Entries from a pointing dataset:
>>>>>
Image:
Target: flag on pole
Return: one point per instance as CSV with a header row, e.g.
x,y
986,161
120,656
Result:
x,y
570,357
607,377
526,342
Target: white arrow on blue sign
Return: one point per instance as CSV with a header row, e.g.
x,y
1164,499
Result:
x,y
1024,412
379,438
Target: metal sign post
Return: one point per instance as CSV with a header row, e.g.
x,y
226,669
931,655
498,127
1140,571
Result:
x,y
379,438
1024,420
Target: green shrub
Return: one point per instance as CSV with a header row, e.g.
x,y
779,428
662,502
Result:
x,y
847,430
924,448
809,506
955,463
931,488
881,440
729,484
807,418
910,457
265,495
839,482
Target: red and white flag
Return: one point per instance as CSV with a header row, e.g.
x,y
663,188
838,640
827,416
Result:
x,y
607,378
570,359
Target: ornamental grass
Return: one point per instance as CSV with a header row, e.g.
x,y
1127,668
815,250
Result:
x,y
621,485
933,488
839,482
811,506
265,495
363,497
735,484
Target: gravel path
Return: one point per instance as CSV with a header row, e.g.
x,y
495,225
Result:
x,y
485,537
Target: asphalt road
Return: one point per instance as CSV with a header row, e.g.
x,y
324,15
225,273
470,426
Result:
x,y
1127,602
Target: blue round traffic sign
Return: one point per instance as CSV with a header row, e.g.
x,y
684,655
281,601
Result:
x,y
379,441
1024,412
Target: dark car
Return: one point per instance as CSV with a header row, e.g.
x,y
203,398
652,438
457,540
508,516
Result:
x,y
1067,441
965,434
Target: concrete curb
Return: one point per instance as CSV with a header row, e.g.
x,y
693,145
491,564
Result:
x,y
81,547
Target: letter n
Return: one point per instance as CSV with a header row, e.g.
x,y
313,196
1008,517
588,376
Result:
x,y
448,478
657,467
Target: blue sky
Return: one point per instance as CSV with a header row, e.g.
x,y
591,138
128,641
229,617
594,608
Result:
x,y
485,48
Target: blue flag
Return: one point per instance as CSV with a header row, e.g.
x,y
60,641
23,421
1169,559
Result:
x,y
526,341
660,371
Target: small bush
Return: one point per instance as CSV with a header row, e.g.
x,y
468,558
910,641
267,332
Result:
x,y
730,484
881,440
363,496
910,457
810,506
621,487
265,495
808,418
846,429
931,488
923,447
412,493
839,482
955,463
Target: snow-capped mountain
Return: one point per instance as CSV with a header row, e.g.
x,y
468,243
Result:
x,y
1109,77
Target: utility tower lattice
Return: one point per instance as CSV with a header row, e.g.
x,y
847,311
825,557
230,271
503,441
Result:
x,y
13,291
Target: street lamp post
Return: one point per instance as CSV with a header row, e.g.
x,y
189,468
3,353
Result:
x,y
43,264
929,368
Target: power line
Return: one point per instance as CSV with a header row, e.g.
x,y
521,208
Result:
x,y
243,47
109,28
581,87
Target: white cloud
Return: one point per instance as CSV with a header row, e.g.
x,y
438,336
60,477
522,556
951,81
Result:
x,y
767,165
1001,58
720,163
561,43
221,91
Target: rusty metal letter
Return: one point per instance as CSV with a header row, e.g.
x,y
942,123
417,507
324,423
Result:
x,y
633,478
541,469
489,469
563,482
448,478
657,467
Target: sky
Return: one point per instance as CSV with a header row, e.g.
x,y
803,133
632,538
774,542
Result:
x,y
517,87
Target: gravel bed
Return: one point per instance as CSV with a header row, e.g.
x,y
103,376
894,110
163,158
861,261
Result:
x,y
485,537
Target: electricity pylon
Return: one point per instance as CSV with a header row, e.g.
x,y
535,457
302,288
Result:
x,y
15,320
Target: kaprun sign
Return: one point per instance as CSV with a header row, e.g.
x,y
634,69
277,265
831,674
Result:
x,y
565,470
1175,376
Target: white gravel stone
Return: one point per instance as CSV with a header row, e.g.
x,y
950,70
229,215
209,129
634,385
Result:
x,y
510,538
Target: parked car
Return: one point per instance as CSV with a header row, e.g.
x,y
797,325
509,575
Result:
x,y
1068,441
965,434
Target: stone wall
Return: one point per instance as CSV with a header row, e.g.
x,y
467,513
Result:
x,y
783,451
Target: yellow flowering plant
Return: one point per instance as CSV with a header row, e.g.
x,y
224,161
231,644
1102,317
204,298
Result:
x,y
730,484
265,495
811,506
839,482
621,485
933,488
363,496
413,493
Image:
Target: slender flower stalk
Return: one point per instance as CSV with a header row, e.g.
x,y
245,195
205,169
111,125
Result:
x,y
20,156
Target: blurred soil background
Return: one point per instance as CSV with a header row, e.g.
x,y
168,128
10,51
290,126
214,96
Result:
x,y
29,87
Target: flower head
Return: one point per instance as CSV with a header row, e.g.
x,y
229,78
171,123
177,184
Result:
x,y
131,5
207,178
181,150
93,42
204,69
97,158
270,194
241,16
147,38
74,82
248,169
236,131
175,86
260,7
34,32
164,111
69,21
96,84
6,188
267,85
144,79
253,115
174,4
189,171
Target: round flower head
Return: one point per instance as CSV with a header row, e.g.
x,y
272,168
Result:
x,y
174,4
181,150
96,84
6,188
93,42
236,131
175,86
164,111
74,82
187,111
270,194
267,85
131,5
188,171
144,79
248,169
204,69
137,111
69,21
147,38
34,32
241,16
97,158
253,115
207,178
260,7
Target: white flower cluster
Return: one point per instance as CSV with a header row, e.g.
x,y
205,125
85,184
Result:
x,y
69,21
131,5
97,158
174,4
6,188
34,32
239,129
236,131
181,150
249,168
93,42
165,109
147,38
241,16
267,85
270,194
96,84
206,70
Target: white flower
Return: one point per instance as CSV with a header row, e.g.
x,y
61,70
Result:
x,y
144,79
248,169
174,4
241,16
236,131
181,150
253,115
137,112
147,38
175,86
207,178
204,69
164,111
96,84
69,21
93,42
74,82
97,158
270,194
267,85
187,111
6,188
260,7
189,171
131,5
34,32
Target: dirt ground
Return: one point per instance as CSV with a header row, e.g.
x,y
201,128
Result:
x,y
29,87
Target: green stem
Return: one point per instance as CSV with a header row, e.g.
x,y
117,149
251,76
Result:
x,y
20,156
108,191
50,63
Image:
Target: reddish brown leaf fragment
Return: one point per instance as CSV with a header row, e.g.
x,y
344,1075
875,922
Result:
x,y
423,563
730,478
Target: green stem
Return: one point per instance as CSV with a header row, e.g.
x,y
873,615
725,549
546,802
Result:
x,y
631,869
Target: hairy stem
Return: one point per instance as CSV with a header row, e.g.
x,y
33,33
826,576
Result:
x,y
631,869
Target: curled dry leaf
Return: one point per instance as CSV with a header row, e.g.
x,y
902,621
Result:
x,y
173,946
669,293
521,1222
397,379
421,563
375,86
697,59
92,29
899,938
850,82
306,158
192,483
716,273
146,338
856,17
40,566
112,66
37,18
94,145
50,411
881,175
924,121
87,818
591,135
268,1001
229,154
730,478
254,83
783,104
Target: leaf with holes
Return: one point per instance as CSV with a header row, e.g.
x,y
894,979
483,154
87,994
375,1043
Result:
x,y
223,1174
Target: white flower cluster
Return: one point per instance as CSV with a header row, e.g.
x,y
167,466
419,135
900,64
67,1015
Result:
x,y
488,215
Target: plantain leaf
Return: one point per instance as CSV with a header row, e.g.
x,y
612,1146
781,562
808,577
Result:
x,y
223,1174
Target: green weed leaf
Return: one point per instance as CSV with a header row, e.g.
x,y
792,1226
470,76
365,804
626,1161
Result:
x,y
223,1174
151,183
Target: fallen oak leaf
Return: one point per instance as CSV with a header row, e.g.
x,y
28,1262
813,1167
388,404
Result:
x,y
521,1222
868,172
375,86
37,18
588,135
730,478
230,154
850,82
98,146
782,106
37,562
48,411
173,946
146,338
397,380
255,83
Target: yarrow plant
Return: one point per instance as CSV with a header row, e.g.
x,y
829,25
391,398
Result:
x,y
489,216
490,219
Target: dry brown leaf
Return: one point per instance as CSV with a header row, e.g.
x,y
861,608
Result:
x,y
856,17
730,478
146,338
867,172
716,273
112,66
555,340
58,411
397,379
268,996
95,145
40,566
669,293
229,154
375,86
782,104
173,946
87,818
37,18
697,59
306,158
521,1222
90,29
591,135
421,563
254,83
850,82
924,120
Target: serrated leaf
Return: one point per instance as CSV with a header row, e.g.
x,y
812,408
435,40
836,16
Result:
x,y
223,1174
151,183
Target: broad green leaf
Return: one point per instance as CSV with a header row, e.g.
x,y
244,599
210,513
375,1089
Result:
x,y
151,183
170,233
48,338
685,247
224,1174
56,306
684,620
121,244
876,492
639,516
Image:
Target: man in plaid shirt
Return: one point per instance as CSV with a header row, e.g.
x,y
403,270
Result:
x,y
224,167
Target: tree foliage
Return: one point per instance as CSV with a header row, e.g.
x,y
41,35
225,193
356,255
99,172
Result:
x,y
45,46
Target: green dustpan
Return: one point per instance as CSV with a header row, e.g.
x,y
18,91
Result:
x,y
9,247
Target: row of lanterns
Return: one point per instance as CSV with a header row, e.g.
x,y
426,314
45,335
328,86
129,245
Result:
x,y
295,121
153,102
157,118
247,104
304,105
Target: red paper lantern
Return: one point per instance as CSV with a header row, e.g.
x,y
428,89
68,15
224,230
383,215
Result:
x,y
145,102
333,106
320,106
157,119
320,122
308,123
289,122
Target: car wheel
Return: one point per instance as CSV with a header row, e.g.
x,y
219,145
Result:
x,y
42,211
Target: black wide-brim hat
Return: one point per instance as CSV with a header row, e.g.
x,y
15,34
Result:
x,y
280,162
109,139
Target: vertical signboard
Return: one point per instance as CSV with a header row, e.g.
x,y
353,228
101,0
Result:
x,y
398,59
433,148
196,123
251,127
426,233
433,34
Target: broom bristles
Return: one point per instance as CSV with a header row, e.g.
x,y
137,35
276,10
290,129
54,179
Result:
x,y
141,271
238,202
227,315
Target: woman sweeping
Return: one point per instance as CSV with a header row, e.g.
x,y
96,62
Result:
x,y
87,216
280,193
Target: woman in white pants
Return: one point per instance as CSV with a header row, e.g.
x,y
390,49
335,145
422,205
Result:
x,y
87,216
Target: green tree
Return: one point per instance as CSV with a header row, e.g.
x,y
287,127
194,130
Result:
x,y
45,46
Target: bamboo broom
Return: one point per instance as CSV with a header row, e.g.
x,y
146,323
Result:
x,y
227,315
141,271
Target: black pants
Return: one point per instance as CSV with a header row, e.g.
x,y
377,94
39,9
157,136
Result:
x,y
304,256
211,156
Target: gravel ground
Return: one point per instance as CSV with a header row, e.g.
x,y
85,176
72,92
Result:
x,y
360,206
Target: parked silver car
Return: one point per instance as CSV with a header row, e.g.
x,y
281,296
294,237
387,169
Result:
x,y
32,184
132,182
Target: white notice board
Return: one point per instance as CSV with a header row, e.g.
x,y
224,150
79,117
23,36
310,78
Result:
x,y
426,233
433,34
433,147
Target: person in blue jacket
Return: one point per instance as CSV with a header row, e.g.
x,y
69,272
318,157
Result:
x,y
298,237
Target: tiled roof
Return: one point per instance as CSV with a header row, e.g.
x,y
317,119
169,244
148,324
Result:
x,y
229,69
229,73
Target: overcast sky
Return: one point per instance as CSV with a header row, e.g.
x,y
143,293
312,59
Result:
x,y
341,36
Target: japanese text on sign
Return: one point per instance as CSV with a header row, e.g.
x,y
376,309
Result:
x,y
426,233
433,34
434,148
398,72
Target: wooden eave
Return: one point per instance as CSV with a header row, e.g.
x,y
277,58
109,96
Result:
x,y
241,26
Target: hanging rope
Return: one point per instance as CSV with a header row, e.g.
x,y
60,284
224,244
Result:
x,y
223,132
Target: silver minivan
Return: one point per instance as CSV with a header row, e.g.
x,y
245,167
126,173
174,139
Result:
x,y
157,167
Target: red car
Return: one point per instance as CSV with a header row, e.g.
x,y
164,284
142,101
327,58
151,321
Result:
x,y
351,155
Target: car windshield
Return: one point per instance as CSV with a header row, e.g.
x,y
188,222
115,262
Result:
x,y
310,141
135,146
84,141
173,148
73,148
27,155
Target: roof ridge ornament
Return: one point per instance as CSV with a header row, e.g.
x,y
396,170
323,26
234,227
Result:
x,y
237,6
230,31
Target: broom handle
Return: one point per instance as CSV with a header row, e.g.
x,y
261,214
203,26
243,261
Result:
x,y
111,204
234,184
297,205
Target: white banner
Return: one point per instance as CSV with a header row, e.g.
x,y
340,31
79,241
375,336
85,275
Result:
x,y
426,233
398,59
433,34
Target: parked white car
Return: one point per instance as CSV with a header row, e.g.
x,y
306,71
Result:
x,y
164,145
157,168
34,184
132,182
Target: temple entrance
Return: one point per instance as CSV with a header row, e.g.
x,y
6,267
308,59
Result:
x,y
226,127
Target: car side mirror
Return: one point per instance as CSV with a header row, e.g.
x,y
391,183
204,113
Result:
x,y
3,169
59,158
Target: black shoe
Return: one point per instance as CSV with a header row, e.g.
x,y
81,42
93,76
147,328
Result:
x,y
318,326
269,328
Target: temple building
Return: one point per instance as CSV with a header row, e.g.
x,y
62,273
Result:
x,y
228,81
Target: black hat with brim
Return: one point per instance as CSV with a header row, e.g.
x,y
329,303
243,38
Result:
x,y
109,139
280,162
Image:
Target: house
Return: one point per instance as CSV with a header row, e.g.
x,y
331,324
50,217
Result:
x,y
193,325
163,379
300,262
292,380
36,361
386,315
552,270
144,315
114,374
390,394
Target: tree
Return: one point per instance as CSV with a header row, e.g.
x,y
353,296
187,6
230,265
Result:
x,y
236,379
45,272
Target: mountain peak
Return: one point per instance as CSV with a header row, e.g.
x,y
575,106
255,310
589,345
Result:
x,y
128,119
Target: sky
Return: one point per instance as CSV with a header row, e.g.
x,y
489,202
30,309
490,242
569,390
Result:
<<<<<
> **Task details**:
Set down, exactly and in full, the lines from the one containing "Target: broom handle" through the end of the entries; no other line belongs.

> **Full solution**:
Target: broom handle
Return: one point per instance as CSV with a header row, e.g.
x,y
261,214
203,26
243,261
Result:
x,y
111,204
234,184
297,205
Target: white banner
Return: one point per instance as CSV with a header row, e.g.
x,y
340,31
79,241
375,336
85,275
Result:
x,y
426,233
398,59
433,34
Target: parked white car
Return: one point per instance as CSV with a header row, e.g.
x,y
306,71
Result:
x,y
164,145
157,168
34,184
132,182
Target: temple entrance
Return: one point per instance as CSV with a header row, e.g.
x,y
6,267
308,59
Result:
x,y
226,127
Target: car side mirror
Return: one point per instance as CSV with a header row, e.g.
x,y
391,183
204,113
Result:
x,y
3,169
59,158
Target: black shoe
Return: one point per instance as CSV with a header row, e.g.
x,y
81,42
93,76
147,328
Result:
x,y
318,326
269,328
Target: temple building
Return: one point per instance as CSV with a header row, e.g.
x,y
62,273
Result:
x,y
228,81
Target: black hat with brim
Return: one point per instance as CSV with a header row, e.g.
x,y
329,303
243,38
Result:
x,y
109,139
280,162
Image:
Target: house
Return: one point per instance as CSV with a header row, e.g.
x,y
331,324
50,217
Result:
x,y
193,325
163,379
300,262
292,380
36,361
386,315
552,270
144,315
114,374
390,394
Target: tree
Return: one point per instance as CSV with a header row, e.g.
x,y
353,296
187,6
230,265
Result:
x,y
236,379
45,272
Target: mountain peak
Return: one point per instance as CSV with a header row, e.g.
x,y
575,106
255,310
589,345
Result:
x,y
128,119
Target: sky
Return: one point per instance as CSV with a header row, e.g.
x,y
489,202
30,309
490,242
569,390
Result:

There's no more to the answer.